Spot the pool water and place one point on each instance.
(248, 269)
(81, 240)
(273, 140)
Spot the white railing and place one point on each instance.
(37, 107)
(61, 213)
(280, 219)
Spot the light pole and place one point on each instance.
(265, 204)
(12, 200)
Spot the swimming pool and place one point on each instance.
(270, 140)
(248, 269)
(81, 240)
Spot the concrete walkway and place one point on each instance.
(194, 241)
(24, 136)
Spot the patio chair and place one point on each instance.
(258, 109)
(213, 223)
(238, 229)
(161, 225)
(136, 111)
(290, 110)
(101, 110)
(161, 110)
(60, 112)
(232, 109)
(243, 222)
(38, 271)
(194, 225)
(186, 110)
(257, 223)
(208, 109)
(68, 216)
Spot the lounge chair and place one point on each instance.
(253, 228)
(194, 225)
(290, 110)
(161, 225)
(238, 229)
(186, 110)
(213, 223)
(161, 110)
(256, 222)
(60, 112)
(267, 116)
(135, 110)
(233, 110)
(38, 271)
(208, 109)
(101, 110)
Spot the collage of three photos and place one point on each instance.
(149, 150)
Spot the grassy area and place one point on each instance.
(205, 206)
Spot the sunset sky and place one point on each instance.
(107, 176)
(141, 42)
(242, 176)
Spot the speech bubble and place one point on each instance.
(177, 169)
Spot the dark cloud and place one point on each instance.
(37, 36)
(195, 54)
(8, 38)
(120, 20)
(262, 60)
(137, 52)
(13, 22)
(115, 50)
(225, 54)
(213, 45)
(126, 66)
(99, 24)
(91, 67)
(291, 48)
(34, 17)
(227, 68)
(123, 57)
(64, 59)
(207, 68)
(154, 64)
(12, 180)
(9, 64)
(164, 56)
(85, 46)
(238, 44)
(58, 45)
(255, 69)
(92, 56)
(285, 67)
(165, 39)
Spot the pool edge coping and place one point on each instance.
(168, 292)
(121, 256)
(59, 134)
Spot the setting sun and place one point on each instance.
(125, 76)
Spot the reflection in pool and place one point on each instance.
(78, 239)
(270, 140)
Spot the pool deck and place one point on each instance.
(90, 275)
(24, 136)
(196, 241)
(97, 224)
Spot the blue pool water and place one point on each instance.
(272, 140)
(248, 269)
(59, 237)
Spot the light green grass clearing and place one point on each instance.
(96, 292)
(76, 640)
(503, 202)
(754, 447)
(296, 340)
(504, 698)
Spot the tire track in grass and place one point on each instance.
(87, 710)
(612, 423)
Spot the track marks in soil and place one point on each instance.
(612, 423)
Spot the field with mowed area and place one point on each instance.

Set exercise: Retype the listing. Match it exactly.

Task output:
Spot the pool water and place one point on each instance.
(248, 269)
(81, 240)
(273, 140)
Spot the white railing and place one point on each instance.
(37, 107)
(61, 213)
(280, 219)
Spot the light pole and place one point on each instance.
(265, 204)
(12, 200)
Spot the swimming pool and place one point on each instance.
(270, 140)
(248, 269)
(81, 240)
Spot the concrete walkway and place one point on each instance.
(194, 241)
(24, 136)
Spot the patio chair and place one point on each instance.
(258, 109)
(213, 223)
(238, 229)
(161, 225)
(136, 111)
(290, 110)
(101, 110)
(161, 110)
(60, 112)
(232, 109)
(243, 222)
(38, 271)
(194, 225)
(186, 110)
(257, 223)
(208, 109)
(68, 216)
Spot the lounge chair and place one point on each instance.
(253, 228)
(194, 225)
(290, 110)
(161, 225)
(238, 229)
(186, 110)
(213, 223)
(161, 110)
(256, 222)
(60, 112)
(267, 116)
(135, 110)
(233, 110)
(38, 271)
(208, 109)
(101, 110)
Spot the collage of three photos and place one point on each instance.
(149, 150)
Spot the grassy area and place one point on each instance.
(205, 206)
Spot the sunset sky and place one point on each instance.
(107, 176)
(141, 42)
(242, 176)
Spot the speech bubble and place one point on each instance.
(177, 169)
Spot the dark cloud and place one point on each instance.
(37, 36)
(195, 54)
(8, 38)
(120, 20)
(262, 60)
(137, 52)
(13, 22)
(115, 50)
(225, 54)
(213, 45)
(126, 66)
(99, 24)
(91, 67)
(291, 48)
(34, 17)
(227, 68)
(123, 57)
(64, 59)
(207, 68)
(154, 64)
(12, 180)
(9, 64)
(164, 56)
(85, 46)
(238, 44)
(58, 45)
(255, 69)
(92, 56)
(285, 67)
(165, 39)
Spot the pool edge coping and place one point on each instance.
(168, 292)
(121, 256)
(59, 134)
Spot the setting sun and place one point on each instance.
(125, 76)
Spot the reflection in pool and place one point on each instance.
(78, 239)
(270, 140)
Spot the pool deck and place one point on each instance.
(90, 275)
(24, 136)
(196, 241)
(97, 224)
Spot the blue pool water and place one point on each instance.
(272, 140)
(248, 269)
(59, 237)
Spot the light green grass clearing and place one point on each instance.
(96, 292)
(76, 640)
(503, 202)
(754, 447)
(296, 340)
(504, 698)
Spot the tire track in grass and place one point on each instance.
(87, 710)
(612, 423)
Spot the track marks in soil and place one point on each instance.
(612, 423)
Spot the field with mowed area and place one point on each instance.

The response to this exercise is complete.